Your objective ▸ Reproduce word for word the part of the George Keith biography below that begins with "Keith served in" and ends after "to the crown.".

George Keith, 10th Earl Marischal (1692 or 1693 – 1778) was a Scottish Jacobite army officer and diplomat, who led Jacobite forces in the rising of 1719. He later joined in the Prussian Army and became a close confidant of Frederick the Great, serving as his ambassador to both France and Great Britain. He was the tenth and last Earl Marischal.

Life
Keith was the son of William Keith, 9th Earl Marischal and Mary Drummond, daughter of James Drummond, 4th Earl of Perth. He was probably born at Inverugie Castle, Scotland and inherited his father's title in 1712.

Keith served in Flanders under the Duke of Marlborough from 1708 to 1711, but for considering placing the Old Pretender on the British throne on Queen Anne's death he was deprived of his commission (or resigned). He fought on the Jacobite side during the 1715 Jacobite rising, including at the battle of Sheriffmuir, and was subsequently attainted for treason by the British government, with his estates falling to the crown.

He fled to the continent of Europe and went on to serve the Jacobite court at Avignon and to be its ambassador to Spain. He led the landing in Scotland of a force of Spanish marines and Jacobite exiles in the Jacobite rising of 1719, but fled again to Europe following defeat at the Battle of Glen Shiel. On 29 December 1725 he was made a knight of the Order of the Thistle by the Old Pretender. In March 1740, the Old Pretender appointed Keith to be his Commander-in-Chief in Scotland, although the position was purely titular and had no practical role. He retired from the Spanish court in 1741, finding it impotent to help the Jacobite cause and warning the Old Pretender not to trust the more positive reports from his agent in Paris, Lord Sempill. He became increasingly isolated from the many Jacobite plots of the early 1740s and entered the service of Frederick the Great of Prussia. In August 1751, Frederick appointed Keith as his ambassador to Versailles. Keith had always been distrustful of Charles Edward Stuart, and refused to meet him in Paris during the Prince's secret visits, only engaging with the Prince's agent Henry Goring. Following the Prince's dismissal of Goring in 1751, Keith broke off all communication with the Prince.

Material supplied ▸
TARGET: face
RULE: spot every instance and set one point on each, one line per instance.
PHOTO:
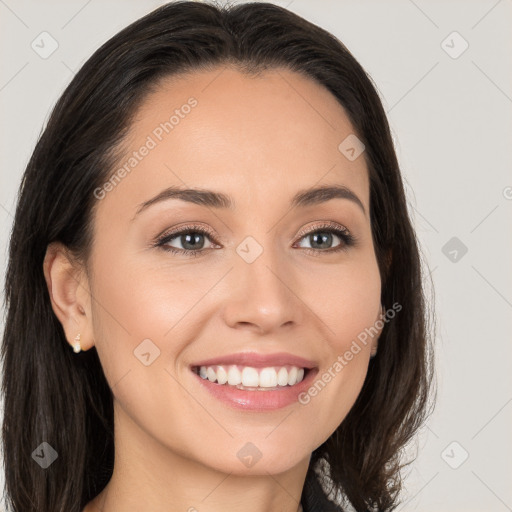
(265, 275)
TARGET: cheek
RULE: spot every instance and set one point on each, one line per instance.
(348, 300)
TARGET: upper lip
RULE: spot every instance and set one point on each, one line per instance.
(257, 360)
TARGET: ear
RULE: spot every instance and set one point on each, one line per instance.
(68, 288)
(379, 325)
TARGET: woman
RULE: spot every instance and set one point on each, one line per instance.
(214, 221)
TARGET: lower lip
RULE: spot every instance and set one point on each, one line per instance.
(258, 400)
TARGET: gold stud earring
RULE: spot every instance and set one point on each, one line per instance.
(76, 346)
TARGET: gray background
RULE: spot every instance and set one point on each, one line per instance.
(451, 120)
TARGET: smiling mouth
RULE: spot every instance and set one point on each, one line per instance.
(248, 378)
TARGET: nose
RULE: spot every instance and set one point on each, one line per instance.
(262, 296)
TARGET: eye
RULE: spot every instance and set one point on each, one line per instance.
(321, 237)
(191, 238)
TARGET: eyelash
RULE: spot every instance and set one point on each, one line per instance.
(347, 240)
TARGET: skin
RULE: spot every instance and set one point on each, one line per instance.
(258, 140)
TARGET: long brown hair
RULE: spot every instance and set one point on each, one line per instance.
(55, 396)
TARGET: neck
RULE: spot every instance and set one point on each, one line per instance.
(150, 476)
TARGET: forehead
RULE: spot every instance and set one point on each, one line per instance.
(249, 136)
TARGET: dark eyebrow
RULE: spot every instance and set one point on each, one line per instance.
(303, 198)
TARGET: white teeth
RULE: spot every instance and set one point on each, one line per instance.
(268, 377)
(282, 377)
(234, 376)
(292, 376)
(250, 377)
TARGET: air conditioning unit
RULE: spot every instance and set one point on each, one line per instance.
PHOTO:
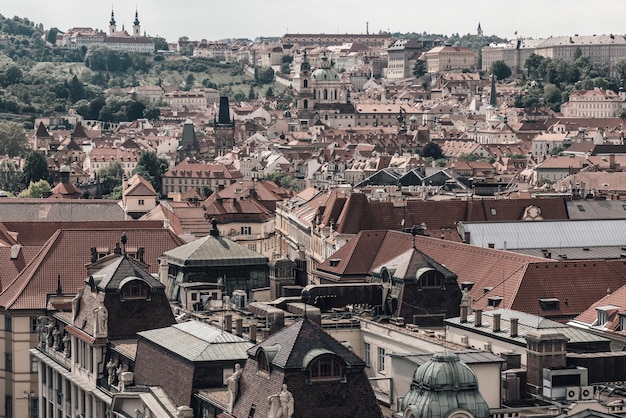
(586, 393)
(572, 393)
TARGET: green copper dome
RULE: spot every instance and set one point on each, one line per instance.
(442, 385)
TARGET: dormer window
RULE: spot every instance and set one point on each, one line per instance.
(135, 290)
(263, 363)
(325, 368)
(549, 304)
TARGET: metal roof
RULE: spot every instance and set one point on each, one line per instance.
(197, 341)
(213, 251)
(546, 234)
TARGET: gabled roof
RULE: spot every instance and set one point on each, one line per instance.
(196, 341)
(139, 186)
(299, 339)
(65, 255)
(113, 275)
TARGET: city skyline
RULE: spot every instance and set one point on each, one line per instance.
(242, 18)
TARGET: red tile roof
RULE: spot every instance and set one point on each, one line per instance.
(65, 255)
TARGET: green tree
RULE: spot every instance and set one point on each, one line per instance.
(501, 70)
(35, 167)
(13, 141)
(152, 168)
(110, 177)
(419, 69)
(432, 150)
(534, 65)
(36, 190)
(10, 177)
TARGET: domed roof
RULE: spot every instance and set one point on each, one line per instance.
(325, 72)
(445, 371)
(442, 385)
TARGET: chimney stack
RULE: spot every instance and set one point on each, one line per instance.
(514, 322)
(463, 314)
(478, 317)
(496, 322)
(228, 323)
(239, 326)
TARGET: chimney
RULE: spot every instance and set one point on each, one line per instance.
(496, 322)
(228, 323)
(253, 333)
(513, 326)
(463, 314)
(478, 317)
(239, 326)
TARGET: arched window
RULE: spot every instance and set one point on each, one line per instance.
(134, 290)
(325, 368)
(262, 362)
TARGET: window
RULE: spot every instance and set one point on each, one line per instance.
(326, 368)
(33, 324)
(135, 290)
(262, 362)
(381, 359)
(8, 406)
(34, 364)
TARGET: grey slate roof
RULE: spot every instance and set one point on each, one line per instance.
(199, 342)
(113, 274)
(213, 251)
(526, 323)
(294, 344)
(14, 210)
(547, 234)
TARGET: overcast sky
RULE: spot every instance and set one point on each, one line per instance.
(219, 19)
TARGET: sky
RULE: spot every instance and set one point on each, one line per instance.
(222, 19)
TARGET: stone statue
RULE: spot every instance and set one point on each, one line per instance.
(56, 338)
(120, 382)
(233, 386)
(67, 345)
(111, 365)
(285, 405)
(42, 321)
(100, 321)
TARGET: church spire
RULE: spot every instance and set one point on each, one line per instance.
(112, 27)
(136, 27)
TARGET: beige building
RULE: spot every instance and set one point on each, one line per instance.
(594, 103)
(187, 175)
(449, 58)
(600, 49)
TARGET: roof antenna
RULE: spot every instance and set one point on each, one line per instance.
(123, 240)
(305, 295)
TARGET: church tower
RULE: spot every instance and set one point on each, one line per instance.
(112, 27)
(304, 101)
(136, 26)
(224, 129)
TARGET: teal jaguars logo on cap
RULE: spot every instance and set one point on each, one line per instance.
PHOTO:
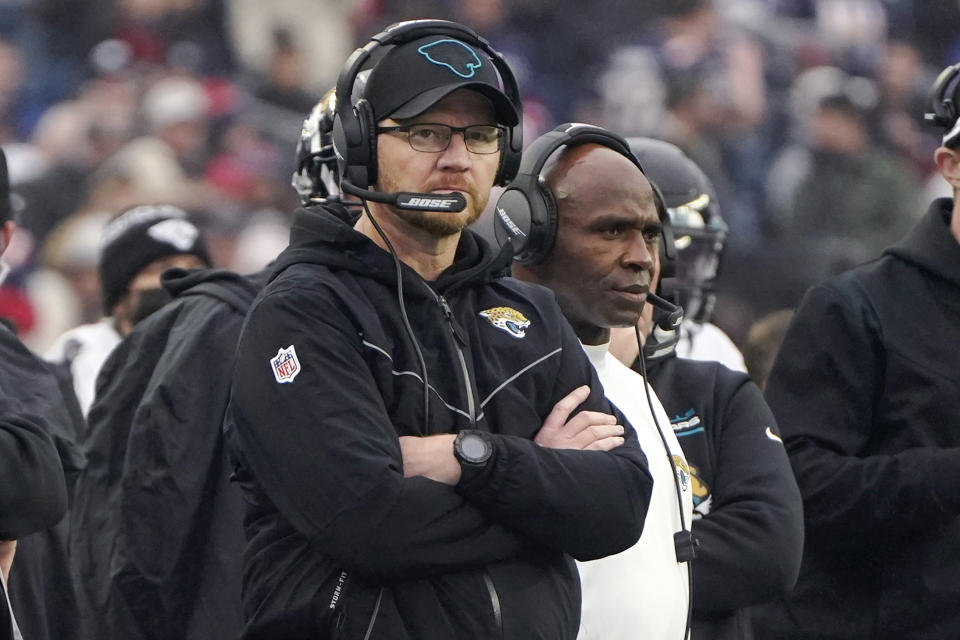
(454, 55)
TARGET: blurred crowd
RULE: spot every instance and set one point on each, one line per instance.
(806, 115)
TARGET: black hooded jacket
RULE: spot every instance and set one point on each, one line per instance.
(748, 518)
(37, 439)
(341, 544)
(866, 390)
(158, 534)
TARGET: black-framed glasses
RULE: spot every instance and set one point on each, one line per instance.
(433, 137)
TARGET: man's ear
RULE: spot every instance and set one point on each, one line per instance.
(6, 232)
(948, 163)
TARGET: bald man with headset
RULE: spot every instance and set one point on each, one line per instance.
(585, 222)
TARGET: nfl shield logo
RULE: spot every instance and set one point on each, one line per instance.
(285, 365)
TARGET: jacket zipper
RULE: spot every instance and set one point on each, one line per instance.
(494, 602)
(373, 617)
(461, 343)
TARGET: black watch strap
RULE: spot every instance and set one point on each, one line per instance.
(472, 447)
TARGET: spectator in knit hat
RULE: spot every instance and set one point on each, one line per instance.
(136, 247)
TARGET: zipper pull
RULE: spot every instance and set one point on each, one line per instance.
(448, 314)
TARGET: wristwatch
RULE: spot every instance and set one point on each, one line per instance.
(473, 448)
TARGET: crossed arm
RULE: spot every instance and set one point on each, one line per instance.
(432, 456)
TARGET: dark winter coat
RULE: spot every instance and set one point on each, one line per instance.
(341, 544)
(159, 537)
(866, 390)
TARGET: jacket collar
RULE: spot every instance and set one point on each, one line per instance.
(930, 245)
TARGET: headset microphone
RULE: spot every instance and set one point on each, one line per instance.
(411, 201)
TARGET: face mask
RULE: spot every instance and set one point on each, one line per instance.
(148, 301)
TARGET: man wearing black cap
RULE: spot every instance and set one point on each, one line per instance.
(400, 410)
(136, 247)
(33, 493)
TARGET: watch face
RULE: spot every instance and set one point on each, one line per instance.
(474, 448)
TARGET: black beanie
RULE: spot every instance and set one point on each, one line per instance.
(139, 236)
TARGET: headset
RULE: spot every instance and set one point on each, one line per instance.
(943, 110)
(355, 127)
(526, 212)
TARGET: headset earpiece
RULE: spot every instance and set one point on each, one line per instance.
(526, 213)
(942, 99)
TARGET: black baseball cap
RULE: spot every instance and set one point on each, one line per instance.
(414, 76)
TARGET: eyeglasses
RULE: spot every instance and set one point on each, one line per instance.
(433, 137)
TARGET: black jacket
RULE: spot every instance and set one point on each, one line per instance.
(866, 389)
(748, 518)
(36, 433)
(337, 534)
(159, 534)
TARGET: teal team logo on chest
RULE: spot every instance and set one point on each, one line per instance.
(507, 319)
(454, 55)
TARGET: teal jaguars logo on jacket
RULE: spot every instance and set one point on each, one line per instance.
(507, 319)
(453, 55)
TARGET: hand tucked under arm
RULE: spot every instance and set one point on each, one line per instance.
(430, 457)
(588, 430)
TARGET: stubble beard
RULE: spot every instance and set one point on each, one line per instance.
(439, 224)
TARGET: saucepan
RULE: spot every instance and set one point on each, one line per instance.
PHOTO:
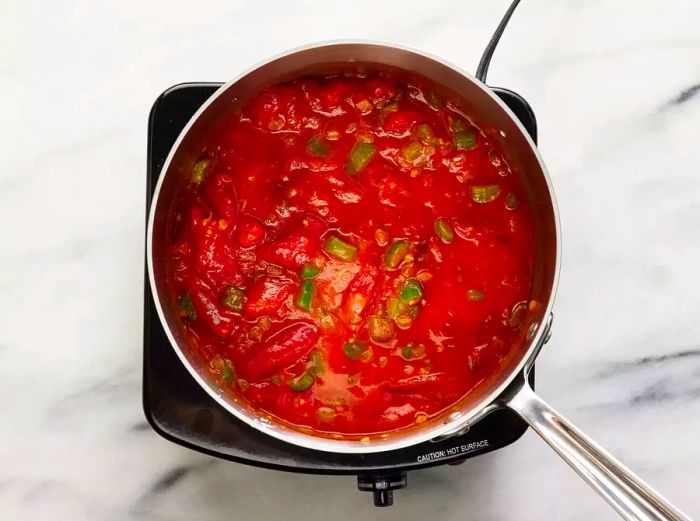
(632, 498)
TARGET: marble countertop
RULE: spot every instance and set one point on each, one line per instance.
(616, 88)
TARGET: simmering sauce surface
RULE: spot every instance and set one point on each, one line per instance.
(352, 254)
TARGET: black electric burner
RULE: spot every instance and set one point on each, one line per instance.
(182, 412)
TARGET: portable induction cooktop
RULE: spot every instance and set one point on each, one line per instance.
(182, 412)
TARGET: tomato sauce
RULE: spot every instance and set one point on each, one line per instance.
(353, 254)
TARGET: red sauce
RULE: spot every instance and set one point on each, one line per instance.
(353, 254)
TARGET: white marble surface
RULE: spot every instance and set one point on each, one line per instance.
(605, 77)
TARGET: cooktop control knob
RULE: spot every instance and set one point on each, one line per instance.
(382, 486)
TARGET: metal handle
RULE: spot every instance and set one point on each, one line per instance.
(633, 499)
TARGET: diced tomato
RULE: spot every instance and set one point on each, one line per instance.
(358, 295)
(281, 349)
(249, 231)
(402, 122)
(298, 246)
(220, 194)
(220, 319)
(267, 295)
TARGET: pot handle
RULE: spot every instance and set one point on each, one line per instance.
(633, 499)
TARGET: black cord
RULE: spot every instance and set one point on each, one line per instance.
(483, 68)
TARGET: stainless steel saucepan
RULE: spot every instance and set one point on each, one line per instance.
(632, 498)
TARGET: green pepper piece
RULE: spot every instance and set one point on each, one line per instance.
(187, 307)
(325, 414)
(433, 99)
(360, 156)
(475, 295)
(512, 201)
(458, 124)
(318, 147)
(354, 350)
(199, 170)
(444, 230)
(233, 298)
(339, 249)
(412, 151)
(483, 194)
(381, 329)
(465, 139)
(310, 270)
(412, 292)
(305, 294)
(396, 253)
(302, 382)
(393, 307)
(227, 374)
(425, 134)
(392, 106)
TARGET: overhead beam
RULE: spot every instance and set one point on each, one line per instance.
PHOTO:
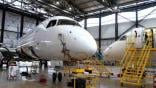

Expected answer ▸
Keith served in Flanders under the Duke of Marlborough from 1708 to 1711, but for considering placing the Old Pretender on the British throne on Queen Anne's death he was deprived of his commission (or resigned). He fought on the Jacobite side during the 1715 Jacobite rising, including at the battle of Sheriffmuir, and was subsequently attainted for treason by the British government, with his estates falling to the crown.